_WORK TASK_
Your reply should hold every record exactly as given, with no pictures in it.

_Records excerpted from a collection_
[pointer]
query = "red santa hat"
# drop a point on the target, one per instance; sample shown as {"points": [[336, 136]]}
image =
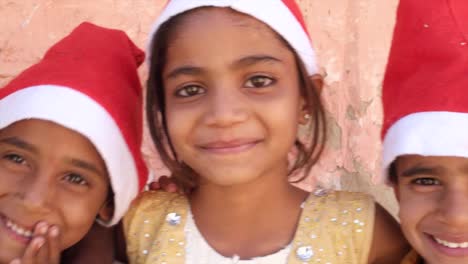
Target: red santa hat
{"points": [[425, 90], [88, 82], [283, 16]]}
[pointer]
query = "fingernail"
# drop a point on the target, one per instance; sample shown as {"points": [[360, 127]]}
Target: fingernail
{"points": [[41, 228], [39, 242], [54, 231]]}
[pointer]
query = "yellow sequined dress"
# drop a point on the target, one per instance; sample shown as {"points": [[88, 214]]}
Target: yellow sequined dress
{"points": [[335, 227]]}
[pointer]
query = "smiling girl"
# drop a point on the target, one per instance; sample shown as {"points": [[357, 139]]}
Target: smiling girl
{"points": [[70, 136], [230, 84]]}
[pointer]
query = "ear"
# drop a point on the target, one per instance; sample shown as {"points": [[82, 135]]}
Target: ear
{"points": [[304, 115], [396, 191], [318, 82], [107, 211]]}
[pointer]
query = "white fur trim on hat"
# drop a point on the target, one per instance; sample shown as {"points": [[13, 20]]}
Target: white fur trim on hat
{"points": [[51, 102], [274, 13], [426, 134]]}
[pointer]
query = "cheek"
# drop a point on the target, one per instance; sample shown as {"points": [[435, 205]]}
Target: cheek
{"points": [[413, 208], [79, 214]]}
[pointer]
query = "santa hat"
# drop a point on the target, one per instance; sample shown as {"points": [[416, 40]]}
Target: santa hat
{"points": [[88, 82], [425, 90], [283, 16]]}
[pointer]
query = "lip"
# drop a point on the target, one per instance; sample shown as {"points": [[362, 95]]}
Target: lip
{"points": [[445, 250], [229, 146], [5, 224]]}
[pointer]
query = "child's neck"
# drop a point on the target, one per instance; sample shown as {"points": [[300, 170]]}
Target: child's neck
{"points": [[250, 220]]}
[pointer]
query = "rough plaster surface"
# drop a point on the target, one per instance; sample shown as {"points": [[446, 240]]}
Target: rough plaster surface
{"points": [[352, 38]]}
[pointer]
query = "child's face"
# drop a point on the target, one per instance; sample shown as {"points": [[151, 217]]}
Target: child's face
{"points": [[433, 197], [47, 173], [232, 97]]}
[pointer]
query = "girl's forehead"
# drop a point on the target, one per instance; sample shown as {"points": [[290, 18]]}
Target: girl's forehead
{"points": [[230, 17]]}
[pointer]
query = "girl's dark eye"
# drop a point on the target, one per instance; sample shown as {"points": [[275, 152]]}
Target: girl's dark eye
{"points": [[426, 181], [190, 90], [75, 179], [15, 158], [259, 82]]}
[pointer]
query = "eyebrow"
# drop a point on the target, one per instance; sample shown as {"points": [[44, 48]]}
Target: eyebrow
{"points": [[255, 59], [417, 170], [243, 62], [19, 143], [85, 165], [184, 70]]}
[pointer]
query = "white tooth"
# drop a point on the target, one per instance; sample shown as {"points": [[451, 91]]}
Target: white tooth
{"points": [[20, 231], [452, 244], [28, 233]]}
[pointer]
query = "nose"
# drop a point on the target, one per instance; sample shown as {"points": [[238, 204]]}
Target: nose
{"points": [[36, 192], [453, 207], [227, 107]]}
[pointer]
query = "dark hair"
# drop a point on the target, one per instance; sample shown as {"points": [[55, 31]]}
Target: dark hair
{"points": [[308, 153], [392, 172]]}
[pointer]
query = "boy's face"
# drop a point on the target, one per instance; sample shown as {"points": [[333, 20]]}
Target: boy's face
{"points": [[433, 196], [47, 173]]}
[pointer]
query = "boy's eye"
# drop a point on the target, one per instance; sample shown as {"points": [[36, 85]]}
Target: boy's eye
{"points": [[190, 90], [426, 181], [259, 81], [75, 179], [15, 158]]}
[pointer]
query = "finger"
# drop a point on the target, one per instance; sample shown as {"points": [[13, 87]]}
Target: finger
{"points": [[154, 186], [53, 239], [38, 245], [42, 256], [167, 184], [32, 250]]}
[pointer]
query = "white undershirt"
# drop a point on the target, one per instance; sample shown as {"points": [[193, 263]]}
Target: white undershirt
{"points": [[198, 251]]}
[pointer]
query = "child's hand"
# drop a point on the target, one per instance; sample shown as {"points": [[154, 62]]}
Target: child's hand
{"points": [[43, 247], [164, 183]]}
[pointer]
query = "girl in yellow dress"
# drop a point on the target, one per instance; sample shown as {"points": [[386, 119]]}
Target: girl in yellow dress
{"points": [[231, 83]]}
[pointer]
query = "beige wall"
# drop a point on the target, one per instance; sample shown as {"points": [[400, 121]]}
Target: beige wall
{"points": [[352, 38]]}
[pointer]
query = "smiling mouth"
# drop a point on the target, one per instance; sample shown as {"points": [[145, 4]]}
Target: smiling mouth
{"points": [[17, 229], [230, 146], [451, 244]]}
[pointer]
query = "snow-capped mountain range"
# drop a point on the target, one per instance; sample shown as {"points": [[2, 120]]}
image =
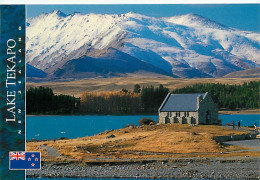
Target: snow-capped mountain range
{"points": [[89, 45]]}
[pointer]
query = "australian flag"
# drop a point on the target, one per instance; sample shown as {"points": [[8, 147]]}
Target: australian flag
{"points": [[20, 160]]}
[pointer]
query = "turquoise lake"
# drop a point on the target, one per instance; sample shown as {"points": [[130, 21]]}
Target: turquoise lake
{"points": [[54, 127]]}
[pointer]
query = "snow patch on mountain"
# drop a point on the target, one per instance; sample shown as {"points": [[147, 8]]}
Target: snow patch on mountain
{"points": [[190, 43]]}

_TASK OUTPUT_
[pointer]
query = "red santa hat"
# drop a point on the target, one per instance; sample shown as {"points": [[336, 136]]}
image =
Target: red santa hat
{"points": [[425, 90], [88, 82], [283, 16]]}
[pointer]
query = "fingernail"
# drop a point on the target, one per instance; sample shown as {"points": [[360, 127]]}
Target: fingernail
{"points": [[41, 228], [39, 242], [54, 231]]}
[pointer]
query = "yellow sequined dress"
# drop a point on the target, one per instance; sample shown as {"points": [[88, 214]]}
Target: yellow sequined dress
{"points": [[335, 227]]}
[pointer]
query = "smiling girl"
# drop a point on the target, one per instance; sample shown as {"points": [[357, 139]]}
Target: smiling girl
{"points": [[70, 136], [230, 84]]}
[pointer]
query = "ear"
# drop a point on the target, one per instance; sample shown as {"points": [[82, 135]]}
Target: ear
{"points": [[304, 115], [396, 191], [318, 82], [107, 211]]}
[pointer]
query = "white fur trim on hat"
# drop a point on the target, one per instance; sample shown as {"points": [[13, 20]]}
Target: white fur trim on hat
{"points": [[51, 102], [274, 13], [426, 134]]}
[pointer]
query = "cheek"
# drop a point on the target, one per instance; sample shown as {"points": [[435, 205]]}
Target: cheek
{"points": [[413, 208], [79, 214]]}
[pointer]
query = "santa hat"
# drop a point on the target, one per instance; sample shown as {"points": [[416, 40]]}
Target: santa hat
{"points": [[88, 82], [425, 90], [283, 16]]}
[pointer]
query = "lip"
# drop a point on the target, one per instance; sample shown as {"points": [[362, 95]]}
Target: lip
{"points": [[445, 250], [229, 146], [5, 224]]}
[pointer]
query = "child's neck"
# drop a point on the target, one per instance; sample shown as {"points": [[300, 170]]}
Target: child's neck
{"points": [[250, 220]]}
[pointer]
query = "rough plaster surface"
# drop a point on the target, one per instance; sample shown as {"points": [[446, 240]]}
Target: rough plaster surface
{"points": [[352, 38]]}
[pointer]
query = "child's face"
# drop a point on the target, one per instance; sample shown as {"points": [[151, 217]]}
Target: child's face
{"points": [[433, 197], [47, 173], [232, 97]]}
[pointer]
query = "girl's forehead"
# drop a point on the target, one per instance; sample shown as {"points": [[290, 18]]}
Target: girl's forehead
{"points": [[230, 17]]}
[pointer]
query = "girl's dark eye"
# drop a point on the target, one per instance; sample shown as {"points": [[275, 152]]}
Target: girl's dark eye
{"points": [[426, 181], [190, 90], [75, 179], [15, 158], [259, 82]]}
[pointer]
query = "eyebrow"
# drop a point on the target, one per instance; sample shown as {"points": [[44, 48]]}
Target: eyebrow
{"points": [[255, 59], [417, 170], [243, 62], [19, 143], [85, 165], [184, 70]]}
[pointer]
query = "white tooth"
# drop a point on the target, one per instance; sample shown as {"points": [[451, 91]]}
Target: white tooth
{"points": [[20, 231], [452, 244], [28, 233]]}
[pointer]
query = "nose"
# drop a point on the target, one per instance; sample shown as {"points": [[238, 204]]}
Target: nose
{"points": [[36, 192], [453, 207], [227, 107]]}
[pointer]
query = "dark hair"
# drop a point on the target, one per instance; sample shown as {"points": [[55, 31]]}
Target: dark hair
{"points": [[308, 153], [392, 172]]}
[pointer]
query = "boy's face"
# drop a point on the target, one per instance; sample shown as {"points": [[333, 20]]}
Target: boy's face
{"points": [[433, 196], [47, 173]]}
[pointer]
query = "boy's eye"
# drop a point on the target, one per instance; sample shown as {"points": [[36, 85]]}
Target: boy's eye
{"points": [[190, 90], [426, 181], [259, 81], [75, 179], [15, 158]]}
[pointer]
query = "finger"
# drop a point on the target, one per instance; sample shown as {"points": [[13, 87]]}
Target: finger
{"points": [[154, 186], [53, 239], [38, 245], [42, 256], [167, 184], [32, 250]]}
[pointer]
query = "white undershirt"
# drop a point on the target, one per instance; sample shown as {"points": [[193, 263]]}
Target: white undershirt
{"points": [[198, 251]]}
[pointer]
query = "child's hand"
# drop a point on the target, one per instance; sample shown as {"points": [[154, 62]]}
Target: child's hand
{"points": [[43, 247], [164, 183]]}
[pointer]
query = "girl in yellow dress"
# drop a point on the target, one per instance; sample shown as {"points": [[386, 119]]}
Target: girl in yellow dress
{"points": [[231, 83]]}
[pointer]
query = "beige wall"
# drop a point on the target, one per instance; sample shown as {"points": [[400, 121]]}
Target: beige wall
{"points": [[352, 38]]}
[pointer]
query = "smiling mouth"
# drop a point on the target, one per instance; sample shown as {"points": [[145, 4]]}
Target: smiling mouth
{"points": [[17, 229], [230, 146], [451, 244]]}
[pointer]
query = "snow-capped mountain range"
# drop a point on the target, one per instance; sample shown as {"points": [[2, 120]]}
image =
Target: snow-capped mountain range
{"points": [[89, 45]]}
[pointer]
query = "australian flag"
# drop a point on the target, one per instance; sample shown as {"points": [[8, 147]]}
Target: australian flag
{"points": [[20, 160]]}
[pointer]
query = "turquoise lake"
# drop a point on the target, one per instance; sample shown as {"points": [[130, 21]]}
Target: turquoise lake
{"points": [[54, 127]]}
[pointer]
query = "snow patch on mountain"
# drop a point on the target, one per instance; sample shown as {"points": [[147, 8]]}
Target: snow patch on mountain
{"points": [[190, 43]]}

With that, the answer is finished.